Consegna: Prosegui l'articolo sul conflitto tra Russia e Ucraina, riprendendo subito dopo la sua ultima frase.

Non si passi dallo stato di emergenza a quello di guerra
In queste ore il mondo della comunicazione ha visto quasi tutti trasformarsi da virologi a colonnelli, ed io di certo non voglio allungare la schiera. Ma dopo aver sentito parlare chiunque del conflitto che al momento lega la Russia e l’Ucraina, la mia analisi politica si limiterà all’auspicio che il conflitto resti arginato entro quei confini, che la diplomazia internazionale sappia recuperare il proprio posto. Perché è davvero troppo tempo che in molti sono andati a “soffiare sotto il naso” di Putin prima con le sanzioni, poi con il mancato riconoscimento dello sputnik e così via, e credere che sarebbe rimasto inerme è stata davvero un’imperdonabile ingenuità.
Al Presidente Mattarella che ha convocato il Consiglio supremo di difesa, mi permetto, da giurista, di ricordare che l’art.11 della nostra Costituzione recita che l’Italia ripudia la guerra come mezzo di risoluzione delle controversie internazionali, e l’auspicio è che non si passi, in un paese già tanto provato come il nostro, dallo stato di emergenza allo stato di guerra. Meritiamo una politica degna di queste considerazioni e che guardi lo stato del paese anche fuori dai palazzi.
Da ultimo, rilevo che in ogni dibattito manca sempre un’analisi della guerra anche dal punto di vista dell’impatto sull’economia reale e sulle imprese (oltre che sui mercati finanziari).

Dati dell'esercizio:
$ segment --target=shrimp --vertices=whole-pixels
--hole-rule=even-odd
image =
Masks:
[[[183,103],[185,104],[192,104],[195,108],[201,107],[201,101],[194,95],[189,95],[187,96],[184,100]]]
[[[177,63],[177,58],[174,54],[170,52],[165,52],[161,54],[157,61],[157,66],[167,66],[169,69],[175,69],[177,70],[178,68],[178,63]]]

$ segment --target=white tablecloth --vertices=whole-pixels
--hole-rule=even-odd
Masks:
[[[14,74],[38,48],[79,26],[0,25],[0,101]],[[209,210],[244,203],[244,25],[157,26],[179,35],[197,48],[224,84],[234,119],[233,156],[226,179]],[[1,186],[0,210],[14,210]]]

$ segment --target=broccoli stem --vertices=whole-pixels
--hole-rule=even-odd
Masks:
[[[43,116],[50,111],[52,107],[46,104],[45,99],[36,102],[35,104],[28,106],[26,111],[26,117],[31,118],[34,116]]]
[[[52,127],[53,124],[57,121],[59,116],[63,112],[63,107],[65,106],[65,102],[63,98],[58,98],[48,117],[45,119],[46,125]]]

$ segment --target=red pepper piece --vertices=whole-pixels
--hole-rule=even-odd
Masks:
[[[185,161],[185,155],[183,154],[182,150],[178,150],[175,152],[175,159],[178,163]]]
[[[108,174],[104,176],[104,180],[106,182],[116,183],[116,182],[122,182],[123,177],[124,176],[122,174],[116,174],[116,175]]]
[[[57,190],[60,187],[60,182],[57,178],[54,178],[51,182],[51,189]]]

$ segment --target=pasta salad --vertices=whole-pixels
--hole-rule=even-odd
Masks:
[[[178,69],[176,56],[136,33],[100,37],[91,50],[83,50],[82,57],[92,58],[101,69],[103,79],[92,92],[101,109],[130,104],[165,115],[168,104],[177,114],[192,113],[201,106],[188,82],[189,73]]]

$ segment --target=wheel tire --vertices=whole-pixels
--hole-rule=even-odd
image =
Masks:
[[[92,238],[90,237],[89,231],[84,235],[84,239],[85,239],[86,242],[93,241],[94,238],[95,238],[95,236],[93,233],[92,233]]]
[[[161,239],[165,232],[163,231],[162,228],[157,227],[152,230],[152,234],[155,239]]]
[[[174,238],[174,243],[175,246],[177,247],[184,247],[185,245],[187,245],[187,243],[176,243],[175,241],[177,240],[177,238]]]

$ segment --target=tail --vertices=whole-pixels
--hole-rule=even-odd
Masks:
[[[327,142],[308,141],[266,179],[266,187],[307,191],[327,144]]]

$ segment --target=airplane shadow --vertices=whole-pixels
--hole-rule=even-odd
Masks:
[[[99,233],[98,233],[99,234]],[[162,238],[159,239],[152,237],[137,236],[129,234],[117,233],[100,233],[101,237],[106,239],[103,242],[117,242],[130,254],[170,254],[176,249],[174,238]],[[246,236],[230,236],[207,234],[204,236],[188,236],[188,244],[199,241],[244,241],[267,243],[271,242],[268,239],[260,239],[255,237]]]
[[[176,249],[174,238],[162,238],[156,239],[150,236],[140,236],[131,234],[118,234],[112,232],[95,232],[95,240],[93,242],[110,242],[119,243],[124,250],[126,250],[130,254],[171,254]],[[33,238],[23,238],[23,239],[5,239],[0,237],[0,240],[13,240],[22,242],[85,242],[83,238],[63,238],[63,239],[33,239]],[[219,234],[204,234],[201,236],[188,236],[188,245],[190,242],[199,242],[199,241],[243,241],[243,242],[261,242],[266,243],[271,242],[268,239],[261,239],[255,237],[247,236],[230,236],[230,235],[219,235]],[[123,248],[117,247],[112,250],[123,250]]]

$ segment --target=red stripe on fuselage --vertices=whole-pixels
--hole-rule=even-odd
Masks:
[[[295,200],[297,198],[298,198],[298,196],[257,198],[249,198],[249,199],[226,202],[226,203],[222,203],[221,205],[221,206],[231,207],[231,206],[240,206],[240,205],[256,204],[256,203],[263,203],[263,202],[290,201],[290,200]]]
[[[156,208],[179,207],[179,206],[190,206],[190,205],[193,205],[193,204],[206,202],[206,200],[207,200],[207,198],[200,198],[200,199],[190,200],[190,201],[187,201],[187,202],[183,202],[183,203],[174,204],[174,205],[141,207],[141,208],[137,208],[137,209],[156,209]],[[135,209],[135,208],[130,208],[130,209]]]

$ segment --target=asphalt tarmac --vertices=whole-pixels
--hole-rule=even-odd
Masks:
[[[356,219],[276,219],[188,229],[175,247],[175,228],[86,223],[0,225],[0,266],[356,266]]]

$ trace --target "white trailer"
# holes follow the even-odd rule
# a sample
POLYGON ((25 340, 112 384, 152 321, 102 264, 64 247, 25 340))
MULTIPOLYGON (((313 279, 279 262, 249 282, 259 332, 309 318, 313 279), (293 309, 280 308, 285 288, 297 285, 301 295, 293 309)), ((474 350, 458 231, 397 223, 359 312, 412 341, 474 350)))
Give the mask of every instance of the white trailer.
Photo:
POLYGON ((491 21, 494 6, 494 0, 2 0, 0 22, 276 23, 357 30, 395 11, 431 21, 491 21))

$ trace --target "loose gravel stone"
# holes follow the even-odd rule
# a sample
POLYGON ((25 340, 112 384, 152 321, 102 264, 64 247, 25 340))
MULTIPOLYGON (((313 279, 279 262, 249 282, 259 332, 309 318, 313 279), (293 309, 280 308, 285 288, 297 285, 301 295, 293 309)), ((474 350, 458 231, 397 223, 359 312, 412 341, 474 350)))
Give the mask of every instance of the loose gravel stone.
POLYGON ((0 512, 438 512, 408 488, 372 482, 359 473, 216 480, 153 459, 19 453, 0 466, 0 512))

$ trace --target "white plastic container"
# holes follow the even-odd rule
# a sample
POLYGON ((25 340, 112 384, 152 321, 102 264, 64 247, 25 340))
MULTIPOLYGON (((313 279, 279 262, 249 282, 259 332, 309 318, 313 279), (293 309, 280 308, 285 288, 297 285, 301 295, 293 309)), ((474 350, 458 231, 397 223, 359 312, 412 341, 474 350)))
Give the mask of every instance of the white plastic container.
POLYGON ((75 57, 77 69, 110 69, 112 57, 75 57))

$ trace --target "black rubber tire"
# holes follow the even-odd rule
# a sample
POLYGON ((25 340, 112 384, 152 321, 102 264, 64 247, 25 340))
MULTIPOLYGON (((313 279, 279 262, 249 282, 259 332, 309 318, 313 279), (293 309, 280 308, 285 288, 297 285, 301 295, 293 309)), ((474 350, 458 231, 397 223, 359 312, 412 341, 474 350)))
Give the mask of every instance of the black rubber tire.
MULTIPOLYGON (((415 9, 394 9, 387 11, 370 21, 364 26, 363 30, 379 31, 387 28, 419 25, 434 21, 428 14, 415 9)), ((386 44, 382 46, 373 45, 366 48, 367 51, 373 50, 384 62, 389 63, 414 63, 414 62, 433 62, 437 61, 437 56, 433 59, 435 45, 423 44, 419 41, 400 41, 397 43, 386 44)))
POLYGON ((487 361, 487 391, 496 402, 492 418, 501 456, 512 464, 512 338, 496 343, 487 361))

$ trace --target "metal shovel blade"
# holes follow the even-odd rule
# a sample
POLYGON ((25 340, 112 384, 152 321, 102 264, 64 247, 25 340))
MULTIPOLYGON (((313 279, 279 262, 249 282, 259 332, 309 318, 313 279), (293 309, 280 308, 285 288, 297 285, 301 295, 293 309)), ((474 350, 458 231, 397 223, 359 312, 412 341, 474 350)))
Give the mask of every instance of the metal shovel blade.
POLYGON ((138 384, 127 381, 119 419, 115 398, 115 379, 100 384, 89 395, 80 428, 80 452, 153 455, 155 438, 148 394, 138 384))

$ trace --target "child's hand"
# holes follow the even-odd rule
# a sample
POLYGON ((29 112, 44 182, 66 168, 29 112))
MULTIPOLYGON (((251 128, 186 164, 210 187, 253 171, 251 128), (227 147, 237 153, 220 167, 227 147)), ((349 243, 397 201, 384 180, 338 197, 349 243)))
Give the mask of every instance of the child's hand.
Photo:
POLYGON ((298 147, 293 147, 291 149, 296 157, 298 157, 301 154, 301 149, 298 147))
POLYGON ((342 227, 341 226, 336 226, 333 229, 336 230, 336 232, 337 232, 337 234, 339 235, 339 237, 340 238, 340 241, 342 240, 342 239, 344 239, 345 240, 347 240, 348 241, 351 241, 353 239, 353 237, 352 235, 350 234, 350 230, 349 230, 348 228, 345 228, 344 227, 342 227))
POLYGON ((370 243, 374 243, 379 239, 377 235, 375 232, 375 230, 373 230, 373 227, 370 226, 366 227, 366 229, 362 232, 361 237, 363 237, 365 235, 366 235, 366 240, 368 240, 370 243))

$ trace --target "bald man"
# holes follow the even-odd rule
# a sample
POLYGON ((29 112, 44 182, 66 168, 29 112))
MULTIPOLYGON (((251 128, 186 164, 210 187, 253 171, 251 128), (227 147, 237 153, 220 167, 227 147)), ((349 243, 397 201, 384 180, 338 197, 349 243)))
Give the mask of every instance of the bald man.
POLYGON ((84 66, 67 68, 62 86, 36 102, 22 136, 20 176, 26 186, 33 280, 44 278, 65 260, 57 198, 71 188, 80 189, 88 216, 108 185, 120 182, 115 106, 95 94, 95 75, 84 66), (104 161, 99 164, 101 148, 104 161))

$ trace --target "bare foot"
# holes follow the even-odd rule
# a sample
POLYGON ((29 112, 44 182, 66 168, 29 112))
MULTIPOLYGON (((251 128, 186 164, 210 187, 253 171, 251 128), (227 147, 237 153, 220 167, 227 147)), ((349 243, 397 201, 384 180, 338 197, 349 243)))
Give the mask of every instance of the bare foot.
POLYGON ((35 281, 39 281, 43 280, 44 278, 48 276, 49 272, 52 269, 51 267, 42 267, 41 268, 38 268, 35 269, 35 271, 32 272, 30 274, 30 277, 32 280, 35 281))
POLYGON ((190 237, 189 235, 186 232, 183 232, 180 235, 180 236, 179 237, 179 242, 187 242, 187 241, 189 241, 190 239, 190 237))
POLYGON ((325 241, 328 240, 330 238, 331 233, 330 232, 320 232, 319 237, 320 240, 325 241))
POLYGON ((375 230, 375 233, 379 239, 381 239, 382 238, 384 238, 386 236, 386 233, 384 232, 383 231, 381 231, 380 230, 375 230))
* * *
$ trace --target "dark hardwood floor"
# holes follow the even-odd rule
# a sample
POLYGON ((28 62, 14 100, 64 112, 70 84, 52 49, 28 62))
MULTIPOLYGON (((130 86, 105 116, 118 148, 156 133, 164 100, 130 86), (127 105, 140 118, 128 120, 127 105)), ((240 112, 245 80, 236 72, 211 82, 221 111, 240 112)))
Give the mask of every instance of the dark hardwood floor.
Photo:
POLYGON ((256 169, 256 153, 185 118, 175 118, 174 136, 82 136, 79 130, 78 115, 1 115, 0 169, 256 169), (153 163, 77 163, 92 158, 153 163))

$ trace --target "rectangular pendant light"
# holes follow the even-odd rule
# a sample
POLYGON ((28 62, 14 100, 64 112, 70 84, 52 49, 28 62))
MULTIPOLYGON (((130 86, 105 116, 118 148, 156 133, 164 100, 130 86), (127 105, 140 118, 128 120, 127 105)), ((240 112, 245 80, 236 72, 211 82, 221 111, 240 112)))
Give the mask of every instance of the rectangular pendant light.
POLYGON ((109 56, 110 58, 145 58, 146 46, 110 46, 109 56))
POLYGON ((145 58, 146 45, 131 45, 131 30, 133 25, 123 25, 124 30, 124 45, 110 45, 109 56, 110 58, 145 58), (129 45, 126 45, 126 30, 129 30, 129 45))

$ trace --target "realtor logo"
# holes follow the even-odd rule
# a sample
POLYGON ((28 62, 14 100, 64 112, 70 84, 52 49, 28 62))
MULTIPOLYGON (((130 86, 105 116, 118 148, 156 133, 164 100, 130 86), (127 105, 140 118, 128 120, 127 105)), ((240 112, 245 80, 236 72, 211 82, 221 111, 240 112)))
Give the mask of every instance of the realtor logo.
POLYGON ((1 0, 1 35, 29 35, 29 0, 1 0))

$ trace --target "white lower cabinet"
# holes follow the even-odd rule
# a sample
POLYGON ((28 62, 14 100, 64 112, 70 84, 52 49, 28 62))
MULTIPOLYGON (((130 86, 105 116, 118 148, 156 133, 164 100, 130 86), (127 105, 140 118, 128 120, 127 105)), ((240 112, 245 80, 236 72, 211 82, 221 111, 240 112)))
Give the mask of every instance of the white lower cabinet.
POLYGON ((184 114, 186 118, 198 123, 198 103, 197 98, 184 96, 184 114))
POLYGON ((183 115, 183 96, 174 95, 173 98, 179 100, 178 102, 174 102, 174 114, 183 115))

Risposta:
Un esempio: vediamo i bombardamenti e pensiamo giustamente ai bambini che restano senza casa, ma il fornaio a cui hanno bombardato il forno, e che ha fatto il fornaio tutta la vita ed è l’unico fornaio del paese, se sopravvive cosa farà dopo la guerra? E intanto il pane chi lo farà? E a che prezzo?
Perché le conseguenze economiche dei conflitti, purtroppo, si protraggono sempre molto oltre le guerre stesse.
Lo stesso dicasi se e laddove verranno eliminate le restrizioni pandemiche: potranno anche toglierle tutte di botto, ma il mondo non è un elastico che se si smette di tirare torna nella posizione e dimensione iniziale. Certi procedimenti di “ritorno alla normalità” laddove il procedimento sia possibile, necessitano un tempo lungo per gestire il quale servono riserve emotive, economiche ed intellettuali che ciascuno singolarmente deve già immaginare, oggi, di mettere in campo.